■ Given instruction
Recast the entries below as a two-column Markdown table headed Row and Line. Number each line and leave out any blank lines.

■ Data rows
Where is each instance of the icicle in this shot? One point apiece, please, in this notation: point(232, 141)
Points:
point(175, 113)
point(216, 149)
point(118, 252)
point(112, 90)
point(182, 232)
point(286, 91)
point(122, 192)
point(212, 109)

■ Response
| Row | Line |
|---|---|
| 1 | Where is each instance of the icicle in this shot? One point apiece, please, in this notation: point(232, 141) |
| 2 | Points: |
| 3 | point(175, 113) |
| 4 | point(216, 149) |
| 5 | point(118, 252) |
| 6 | point(112, 90) |
| 7 | point(182, 232) |
| 8 | point(286, 91) |
| 9 | point(122, 192) |
| 10 | point(212, 109) |